Listed entries →
◆ ◆ ◆ ◆ ◆

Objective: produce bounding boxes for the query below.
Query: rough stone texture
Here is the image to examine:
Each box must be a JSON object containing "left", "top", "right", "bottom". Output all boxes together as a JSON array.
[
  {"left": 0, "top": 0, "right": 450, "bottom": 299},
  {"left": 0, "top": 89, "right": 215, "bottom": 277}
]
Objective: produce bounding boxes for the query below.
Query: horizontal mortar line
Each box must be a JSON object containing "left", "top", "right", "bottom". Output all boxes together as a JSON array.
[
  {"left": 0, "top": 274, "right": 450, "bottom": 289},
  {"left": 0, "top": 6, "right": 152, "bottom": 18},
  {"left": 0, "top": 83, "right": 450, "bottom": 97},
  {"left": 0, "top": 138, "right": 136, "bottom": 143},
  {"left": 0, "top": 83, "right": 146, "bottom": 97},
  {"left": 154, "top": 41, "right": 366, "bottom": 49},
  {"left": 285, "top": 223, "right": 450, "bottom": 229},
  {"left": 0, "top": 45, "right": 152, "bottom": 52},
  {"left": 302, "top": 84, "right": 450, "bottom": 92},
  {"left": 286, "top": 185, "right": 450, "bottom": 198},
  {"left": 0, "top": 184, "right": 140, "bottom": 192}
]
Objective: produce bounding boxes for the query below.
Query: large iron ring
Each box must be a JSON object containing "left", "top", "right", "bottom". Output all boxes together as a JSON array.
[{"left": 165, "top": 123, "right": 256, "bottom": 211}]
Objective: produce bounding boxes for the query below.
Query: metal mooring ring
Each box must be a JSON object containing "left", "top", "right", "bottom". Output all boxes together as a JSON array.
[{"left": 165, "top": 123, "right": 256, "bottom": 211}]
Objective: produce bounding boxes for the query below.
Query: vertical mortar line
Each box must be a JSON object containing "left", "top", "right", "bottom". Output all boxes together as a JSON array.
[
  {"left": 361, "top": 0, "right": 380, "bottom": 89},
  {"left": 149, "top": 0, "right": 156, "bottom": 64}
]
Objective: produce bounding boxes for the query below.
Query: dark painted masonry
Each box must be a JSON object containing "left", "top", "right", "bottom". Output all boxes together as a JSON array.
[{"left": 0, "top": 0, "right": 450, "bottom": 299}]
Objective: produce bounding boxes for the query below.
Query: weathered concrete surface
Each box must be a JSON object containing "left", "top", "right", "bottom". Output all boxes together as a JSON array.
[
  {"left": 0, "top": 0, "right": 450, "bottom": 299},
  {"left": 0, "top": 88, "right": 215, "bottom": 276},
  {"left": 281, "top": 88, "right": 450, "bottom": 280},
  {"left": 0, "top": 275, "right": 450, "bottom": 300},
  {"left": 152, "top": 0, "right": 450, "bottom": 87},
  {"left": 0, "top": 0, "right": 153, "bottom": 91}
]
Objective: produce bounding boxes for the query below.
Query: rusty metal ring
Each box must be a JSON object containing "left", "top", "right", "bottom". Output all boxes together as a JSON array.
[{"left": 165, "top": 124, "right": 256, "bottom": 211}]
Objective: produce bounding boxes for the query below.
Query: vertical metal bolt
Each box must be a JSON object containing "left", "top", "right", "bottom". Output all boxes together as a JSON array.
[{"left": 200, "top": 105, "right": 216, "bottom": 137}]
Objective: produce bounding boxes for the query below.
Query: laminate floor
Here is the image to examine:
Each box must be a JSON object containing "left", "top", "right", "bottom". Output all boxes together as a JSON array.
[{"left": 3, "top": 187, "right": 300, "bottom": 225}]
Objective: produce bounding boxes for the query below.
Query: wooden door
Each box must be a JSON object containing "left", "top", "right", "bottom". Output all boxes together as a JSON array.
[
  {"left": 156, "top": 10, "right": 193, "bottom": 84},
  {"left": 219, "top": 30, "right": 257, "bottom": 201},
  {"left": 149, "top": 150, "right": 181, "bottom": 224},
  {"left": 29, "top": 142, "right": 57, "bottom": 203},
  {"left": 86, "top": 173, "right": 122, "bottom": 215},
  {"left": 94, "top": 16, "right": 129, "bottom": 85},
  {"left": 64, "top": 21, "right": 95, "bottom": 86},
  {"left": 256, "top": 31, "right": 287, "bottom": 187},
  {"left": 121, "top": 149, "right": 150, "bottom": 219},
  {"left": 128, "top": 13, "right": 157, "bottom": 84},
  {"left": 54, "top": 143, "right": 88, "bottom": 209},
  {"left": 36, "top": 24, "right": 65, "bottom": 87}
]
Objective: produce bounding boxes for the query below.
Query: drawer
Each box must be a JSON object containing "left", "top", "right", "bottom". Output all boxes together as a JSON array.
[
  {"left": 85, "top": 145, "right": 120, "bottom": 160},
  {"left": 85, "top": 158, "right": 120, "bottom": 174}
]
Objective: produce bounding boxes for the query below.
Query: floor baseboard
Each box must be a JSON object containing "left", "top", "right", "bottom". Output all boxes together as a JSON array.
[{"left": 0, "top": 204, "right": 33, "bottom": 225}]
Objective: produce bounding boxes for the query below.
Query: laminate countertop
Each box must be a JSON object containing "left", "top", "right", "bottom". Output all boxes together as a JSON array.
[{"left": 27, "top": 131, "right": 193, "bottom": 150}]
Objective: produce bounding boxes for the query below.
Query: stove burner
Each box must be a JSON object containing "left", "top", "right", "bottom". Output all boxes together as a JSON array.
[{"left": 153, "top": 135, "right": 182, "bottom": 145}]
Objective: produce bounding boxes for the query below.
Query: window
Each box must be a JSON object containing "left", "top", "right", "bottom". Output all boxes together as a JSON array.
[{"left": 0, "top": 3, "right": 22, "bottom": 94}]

◆ ◆ ◆ ◆ ◆

Please pull out every line in the material above that contains the word "vertical".

Response →
Query: vertical mortar line
Query: vertical metal bolt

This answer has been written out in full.